§ Alıştırma Görevleri
1 > İmparatorlukların dağılmasını anlatan metne göre yeni ulus-devletlerin sınırları hangi antlaşmalarla belirlendi?
2 > İmparatorlukların dağılmasını anlatan metnin "Ulus-devletlerde egemen sınıf" ile "ulusal azınlıklar oluşuyordu." arasındaki kısmını, ikisi de dahil, yeniden yaz ve "homojenlik" yerine "türdeşlik" koy.
3 > İmparatorlukların dağılmasını anlatan metnin bir sonraki kısmını, son cümlenin ardından başlayarak yaz.

*** Gösterilen Metin ***

Birinci Emperyalist Paylaşım Savaşı, gerek öncesinde gerekse de hemen sonrasında yaşanan gelişmelerle birlikte, Avusturya-Macaristan ve Osmanlı imparatorlukları gibi değişik etnik köken ve kültürlerden gelen toplulukları bünyesinde barındıran devletlerin dağılmasına neden oldu. Dağılan bu imparatorluk devletlerinde yüzyıllarca birlikte yaşamış, iç içe geçmiş halklar, yeni kurulan ulus-devletlerin 1919 Paris ve 1923 Lozan Antlaşmaları ile belirlenen sınırlarında inşa edilmeye çalışılan ulusların birer unsuru haline gelmeye başladılar.
Ulus-devletlerde egemen sınıf olan burjuvazi, toplum üzerinde ideolojik hegemonyasını ancak milliyetçi düşüncelerin yaygın olarak kabul görmesiyle sağlayabilir. Ne var ki, söz konusu yeni ulus-devletlerin sınırları içerisinde, milliyetçi tasavvura denk düşen bir homojenlik söz konusu değildi. Eski imparatorlukların dil, etnik köken, din ve benzeri hususlardaki karmaşıklıkları, çizilen devlet sınırları içerisinde birden bire buharlaşmıyor, kaçınılmaz olarak yeni devletlerin içerisinde ulusal azınlıklar oluşuyordu.

*** Verilen Bilgiler ***

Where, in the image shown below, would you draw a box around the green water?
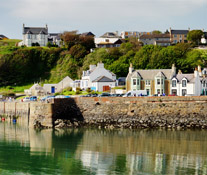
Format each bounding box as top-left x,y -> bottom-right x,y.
0,123 -> 207,175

***

§ Sonuçlar
1 > 1919 Paris ve 1923 Lozan Antlaşmaları ile.

2 >
Ulus-devletlerde egemen sınıf olan burjuvazi, toplum üzerinde ideolojik hegemonyasını ancak milliyetçi düşüncelerin yaygın olarak kabul görmesiyle sağlayabilir. Ne var ki, söz konusu yeni ulus-devletlerin sınırları içerisinde, milliyetçi tasavvura denk düşen bir türdeşlik söz konusu değildi. Eski imparatorlukların dil, etnik köken, din ve benzeri hususlardaki karmaşıklıkları, çizilen devlet sınırları içerisinde birden bire buharlaşmıyor, kaçınılmaz olarak yeni devletlerin içerisinde ulusal azınlıklar oluşuyordu.

3 >
Azınlıklar da egemenler nezdinde, yeni devletin birliğinin sağlanmasının önünde bir engel, daha da ötesi bir tehdit olarak algılanıyorlardı. Yeni ulus-devletlerin istikrarını bozacakları, hayatta kalma şansını azaltacakları düşünülen bu unsurlar, bu yüzden, özellikle Avrupa’nın pek çok bölgesinde, soykırım, tehcir, zorunlu göç, iskân ve mübadele gibi uygulamalar yoluyla etnik temizliğin gazabına maruz bırakıldılar. Bilhassa halkların yüzyıllarca iç içe yaşadıkları Balkanlar ve Anadolu, burjuva devletlerin ayakta durabilmeleri uğruna, bu kıyımlardan nasibini fazlasıyla aldı.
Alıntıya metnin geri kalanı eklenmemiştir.